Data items
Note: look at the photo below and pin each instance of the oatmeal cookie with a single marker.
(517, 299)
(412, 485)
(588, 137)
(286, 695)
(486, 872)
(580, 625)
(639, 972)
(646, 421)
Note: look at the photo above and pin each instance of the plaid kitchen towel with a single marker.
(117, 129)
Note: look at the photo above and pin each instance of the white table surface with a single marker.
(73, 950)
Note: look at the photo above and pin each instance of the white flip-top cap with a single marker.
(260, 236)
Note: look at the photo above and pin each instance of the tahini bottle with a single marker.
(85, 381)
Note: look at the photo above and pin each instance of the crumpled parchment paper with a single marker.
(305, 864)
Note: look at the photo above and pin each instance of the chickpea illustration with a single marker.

> _Directions_:
Quote every line of the records above word for word, from the first line through the last.

> _Exercise answer_:
Note: look at the photo below and pin each instance of the oatmeal cookie with a single marker.
(517, 299)
(412, 485)
(588, 137)
(286, 695)
(486, 872)
(580, 625)
(639, 972)
(646, 421)
Note: look at the photo above and pin each instance of the plaid kitchen towel with a single marker.
(117, 129)
Note: look at the photo above and pin each instance of the white table surface with a single marker.
(73, 950)
Note: look at the photo above and pin each instance of the white flip-top cap with a single marker.
(260, 236)
Note: look at the photo above and pin each instance of the tahini bottle with a single marker.
(85, 381)
Note: look at the photo above and pin each instance of the crumpled parchment paper with a single marker.
(305, 864)
Note: look at the photo above and pin each instance of the chickpea illustration with a single marker.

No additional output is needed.